Rows from a pointing dataset:

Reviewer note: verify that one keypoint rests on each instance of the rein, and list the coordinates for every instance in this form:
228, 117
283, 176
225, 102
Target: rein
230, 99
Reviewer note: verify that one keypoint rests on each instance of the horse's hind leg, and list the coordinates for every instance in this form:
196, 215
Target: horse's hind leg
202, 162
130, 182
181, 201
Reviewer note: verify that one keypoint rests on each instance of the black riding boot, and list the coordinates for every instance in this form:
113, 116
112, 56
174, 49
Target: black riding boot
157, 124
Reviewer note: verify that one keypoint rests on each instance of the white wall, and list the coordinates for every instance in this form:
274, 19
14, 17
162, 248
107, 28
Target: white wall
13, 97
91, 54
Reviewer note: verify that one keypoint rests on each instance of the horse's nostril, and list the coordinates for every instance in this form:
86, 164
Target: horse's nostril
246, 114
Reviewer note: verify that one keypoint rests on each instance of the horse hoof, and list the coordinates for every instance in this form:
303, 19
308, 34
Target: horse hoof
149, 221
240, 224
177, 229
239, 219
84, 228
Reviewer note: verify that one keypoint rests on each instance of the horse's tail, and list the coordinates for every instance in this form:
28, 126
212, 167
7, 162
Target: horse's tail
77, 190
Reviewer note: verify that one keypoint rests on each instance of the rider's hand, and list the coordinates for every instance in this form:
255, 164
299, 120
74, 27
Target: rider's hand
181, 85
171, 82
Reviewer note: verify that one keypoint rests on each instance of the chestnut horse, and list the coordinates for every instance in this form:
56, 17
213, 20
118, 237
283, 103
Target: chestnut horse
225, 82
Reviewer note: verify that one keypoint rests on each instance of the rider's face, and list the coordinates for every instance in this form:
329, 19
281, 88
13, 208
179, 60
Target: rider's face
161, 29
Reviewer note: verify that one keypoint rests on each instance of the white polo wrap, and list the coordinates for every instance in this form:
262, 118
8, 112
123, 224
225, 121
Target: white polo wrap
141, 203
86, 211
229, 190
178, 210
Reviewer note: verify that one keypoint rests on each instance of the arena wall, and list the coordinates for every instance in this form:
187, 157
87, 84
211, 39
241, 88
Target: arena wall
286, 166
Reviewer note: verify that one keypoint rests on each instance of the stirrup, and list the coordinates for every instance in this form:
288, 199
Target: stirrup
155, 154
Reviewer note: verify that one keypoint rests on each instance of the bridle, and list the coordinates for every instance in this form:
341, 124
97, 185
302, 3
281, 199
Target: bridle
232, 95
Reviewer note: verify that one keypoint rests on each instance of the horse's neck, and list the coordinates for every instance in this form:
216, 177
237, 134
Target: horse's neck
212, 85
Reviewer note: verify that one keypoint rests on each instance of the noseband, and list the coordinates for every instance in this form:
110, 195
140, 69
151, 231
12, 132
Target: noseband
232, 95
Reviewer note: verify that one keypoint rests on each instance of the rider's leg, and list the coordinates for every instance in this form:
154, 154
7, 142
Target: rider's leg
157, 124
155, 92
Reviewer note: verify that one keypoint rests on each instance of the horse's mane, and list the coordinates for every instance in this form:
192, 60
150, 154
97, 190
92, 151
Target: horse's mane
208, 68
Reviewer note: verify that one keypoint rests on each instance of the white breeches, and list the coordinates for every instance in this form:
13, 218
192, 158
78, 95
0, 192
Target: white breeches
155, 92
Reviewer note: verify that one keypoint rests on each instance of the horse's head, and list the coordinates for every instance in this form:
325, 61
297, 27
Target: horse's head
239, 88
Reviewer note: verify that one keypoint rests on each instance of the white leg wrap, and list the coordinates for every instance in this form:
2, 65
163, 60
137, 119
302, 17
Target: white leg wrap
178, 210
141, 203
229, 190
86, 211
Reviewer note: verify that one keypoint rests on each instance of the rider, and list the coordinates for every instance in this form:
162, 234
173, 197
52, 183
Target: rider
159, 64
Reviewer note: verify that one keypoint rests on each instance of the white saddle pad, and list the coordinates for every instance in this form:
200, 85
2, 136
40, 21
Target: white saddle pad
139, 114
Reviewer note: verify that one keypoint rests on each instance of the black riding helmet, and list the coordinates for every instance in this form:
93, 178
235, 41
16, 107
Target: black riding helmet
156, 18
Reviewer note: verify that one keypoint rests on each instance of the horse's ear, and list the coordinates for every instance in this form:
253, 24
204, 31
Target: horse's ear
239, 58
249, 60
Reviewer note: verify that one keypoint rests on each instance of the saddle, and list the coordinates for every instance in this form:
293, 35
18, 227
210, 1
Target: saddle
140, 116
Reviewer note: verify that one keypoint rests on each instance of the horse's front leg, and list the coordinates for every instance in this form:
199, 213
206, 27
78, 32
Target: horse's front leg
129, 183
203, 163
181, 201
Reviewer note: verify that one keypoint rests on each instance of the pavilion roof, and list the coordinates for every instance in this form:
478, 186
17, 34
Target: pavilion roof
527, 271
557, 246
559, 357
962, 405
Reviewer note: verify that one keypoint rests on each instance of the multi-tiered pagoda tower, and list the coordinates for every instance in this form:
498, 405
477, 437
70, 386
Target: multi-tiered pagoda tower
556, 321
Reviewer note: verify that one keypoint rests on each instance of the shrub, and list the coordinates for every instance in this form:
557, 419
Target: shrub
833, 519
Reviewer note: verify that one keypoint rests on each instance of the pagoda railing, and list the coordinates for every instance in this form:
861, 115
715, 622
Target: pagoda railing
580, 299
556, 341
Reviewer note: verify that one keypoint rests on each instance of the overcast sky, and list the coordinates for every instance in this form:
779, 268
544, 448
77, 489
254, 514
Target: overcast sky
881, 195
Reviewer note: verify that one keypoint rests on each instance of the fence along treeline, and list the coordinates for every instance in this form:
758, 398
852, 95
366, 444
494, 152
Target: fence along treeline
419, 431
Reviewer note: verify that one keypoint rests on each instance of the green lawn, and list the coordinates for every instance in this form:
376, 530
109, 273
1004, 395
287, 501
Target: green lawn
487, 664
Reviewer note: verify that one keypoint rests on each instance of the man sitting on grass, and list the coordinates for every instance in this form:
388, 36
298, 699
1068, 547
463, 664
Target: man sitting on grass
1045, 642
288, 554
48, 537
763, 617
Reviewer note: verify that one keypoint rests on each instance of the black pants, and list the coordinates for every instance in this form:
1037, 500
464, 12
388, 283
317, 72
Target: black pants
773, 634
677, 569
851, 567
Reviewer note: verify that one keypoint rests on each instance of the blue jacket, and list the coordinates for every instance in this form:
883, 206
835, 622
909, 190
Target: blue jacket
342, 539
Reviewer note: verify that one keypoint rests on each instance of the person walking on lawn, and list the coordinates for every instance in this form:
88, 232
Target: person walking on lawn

SHORT TASK
Each line must be given again exactly as written above.

THE OUTPUT
Reviewer note: verify that one keypoint rests on each instance of the rein, and list the coordinates for every instance in this form:
228, 117
283, 176
225, 102
Target: rein
230, 99
Reviewer note: verify that one keypoint rests on each instance of the horse's hind leg, and list the coordinates for every instance in this form:
196, 215
Target: horse's hind leg
202, 162
130, 182
181, 201
Reviewer note: verify that one keypoint rests on each instance of the black riding boot, and list the coordinates for every instance in this form:
113, 116
112, 56
174, 49
Target: black riding boot
157, 124
Reviewer note: verify that one keypoint rests on each instance of the white wall, and list the coordinates for every instance in this form:
274, 19
14, 17
162, 248
107, 28
Target: white wall
13, 97
91, 54
Reviewer note: verify that one keypoint rests on each instance of the horse's nostril, and list the coordinates for every instance in this form:
86, 164
Target: horse's nostril
246, 114
Reviewer note: verify that one keypoint rests on each instance of the horse hoof, and list the coordinates for every instance in this form:
303, 19
308, 34
Target: horse hoof
149, 221
240, 224
177, 229
239, 219
84, 228
Reviewer note: verify that one keypoint rests on each instance of the horse's tail, and list the coordinates for every instance in this form:
28, 126
212, 167
7, 162
Target: horse's tail
77, 190
Reviewer note: verify that one keypoint rests on each instance of the rider's hand, and list the coordinates for every instance in this form:
255, 164
299, 120
74, 27
Target: rider's hand
181, 85
171, 82
Reviewer note: verify that one keypoint rests on each instance of the chestnut horse, and list the coordinates for every instance in this form:
56, 17
213, 20
118, 237
283, 103
Target: chestnut horse
225, 82
Reviewer note: verify that one keypoint rests on each instance of the rider's face, and list the coordinates for every instance in this form:
329, 19
281, 88
13, 208
179, 60
Target: rider's face
161, 29
Reviewer note: verify that one keypoint rests on each instance of the white polo wrap, and list the coordinates for every instance in this form:
262, 118
8, 112
123, 224
225, 121
Target: white polo wrap
141, 203
86, 211
229, 190
178, 210
Reviewer note: verify that one keypoint rests on each instance of the arena wall, and list the coordinates for every instance in this form:
187, 157
87, 84
211, 39
241, 88
Target: arena wall
286, 166
Reviewer note: verify that one keypoint rests on each instance of the stirrup, and list the coordinates for every instance in this form:
288, 199
Target: stirrup
155, 154
Reviewer note: verify that one keypoint rests on each instance of the bridle, and list the coordinates for every instance in this form:
341, 124
97, 185
302, 3
281, 199
Target: bridle
232, 95
Reviewer note: verify that one keypoint rests on each instance of the horse's neck, and list the coordinates for every instance in this form:
216, 177
237, 134
Target: horse's neck
212, 85
Reviewer note: verify that one keypoint rests on each instance of the noseband, and list the coordinates for every instance in this form:
110, 195
140, 69
151, 231
12, 132
Target: noseband
232, 95
Reviewer note: verify that one keypoint rests on each instance of the rider's leg, and list the coordinates for every instance in this form:
154, 154
7, 142
Target: rider's leg
157, 124
155, 92
Reviewer note: verify that one keypoint rests on each instance of the horse's mane, and list the coordinates for every instance in this form:
192, 60
150, 154
97, 190
92, 151
Target: horse's mane
208, 68
Reviewer note: verify that one keypoint rests on each instance of the white breeches, and list the coordinates for every instance in this form:
13, 218
192, 158
78, 95
0, 192
Target: white breeches
155, 92
Reviewer note: verify that one keypoint rests on each instance of the horse's head, and list the coordinates for every instance in this form:
325, 61
297, 27
Target: horse's head
239, 88
Reviewer note: verify that one keypoint rests on each instance of the white leg wrap, and list the coordinates for every instance in this form:
2, 65
163, 60
137, 119
302, 17
Target: white leg wrap
178, 210
141, 203
229, 190
86, 211
Reviewer note: verify that one keypoint rests on each instance of the rider, and list the coordinates for every instance in this form:
162, 234
173, 197
52, 183
Target: rider
159, 64
Reviewer note: verify that one keypoint rests on each instance of the white saddle pad, and list the coordinates for every instance in this form:
200, 85
2, 136
40, 21
Target: white saddle pad
139, 114
Reviewer note: verify that one keypoint rests on each instance of the black riding helmet, and list the coordinates for every instance in this form:
93, 178
235, 41
16, 107
Target: black riding helmet
156, 18
Reviewer note: verify that one keypoint rests on each instance of the horse's ear, and list the coordinates for every instance in this form:
253, 24
204, 31
Target: horse's ear
239, 58
249, 60
Reviewer note: verify that one keypoint rests on each instance of the saddle, and list the coordinates for every instance in this form:
293, 35
18, 227
210, 1
Target: saddle
140, 116
Reviewer note: verify that one keypoint rests on each instance of the horse's front leg, and list the coordinates for every instance in this form:
199, 213
206, 27
78, 32
Target: horse's front leg
129, 183
203, 163
181, 201
Reviewer note: verify that one keypoint rests on each instance of the pavilion roof, and list the coordinates for every instance in this form:
478, 186
17, 34
Target: pavilion roof
527, 271
557, 246
559, 357
962, 405
Reviewer note: verify that one keypoint rests on each instance of the multi-tiered pagoda tower, and list the coordinates for every instance in this form:
498, 405
477, 437
70, 386
Target: multi-tiered pagoda tower
556, 321
Reviewer note: verify that one keypoint rests on each instance of the shrub, and list the coordinates for every instance in this form:
557, 419
Target: shrub
833, 519
Reviewer note: verify that one keypoint rests on each instance of the pagoda railing, and list the coordinates for every instance in this form:
861, 115
715, 622
Target: pagoda railing
580, 299
556, 341
Reviewer note: verify that one keypoint rests on each instance of the overcast sky, and list the coordinates for every instance in this form:
779, 268
544, 448
77, 489
254, 514
Target: overcast sky
881, 195
Reviewer note: verify that one keypoint rests on each instance of the fence along treeline, and list the coordinates for every instance in this form:
758, 398
852, 95
366, 444
494, 152
Target: fence along treeline
419, 431
Reviewer note: verify that one keypoint rests on each instance of the green lawn, and list the coordinates for every instance in this form:
376, 530
109, 273
1004, 395
287, 501
Target: green lawn
487, 664
Reviewer note: verify that one keypoint rests on each instance of the man sitting on grass, and list the coordinates for every instance in this form:
388, 36
298, 699
1068, 547
463, 664
Target: man sitting on grass
1045, 642
288, 554
48, 537
763, 617
Reviewer note: verify that one keypoint rests on each instance of the black pants, and list the coordinates for every instance in this form:
1037, 500
464, 12
388, 283
317, 72
Target: black pants
773, 634
677, 569
851, 567
Reviewer note: verify that one keypoint rests on each instance of the blue jacket, and list the coordinates for every instance in this form:
883, 206
835, 622
909, 190
Target: blue jacket
342, 539
Reviewer note: verify that one keypoint rests on each instance of the person walking on lawn, and list the coordinates for every instance in this form:
88, 232
Target: person walking on lawn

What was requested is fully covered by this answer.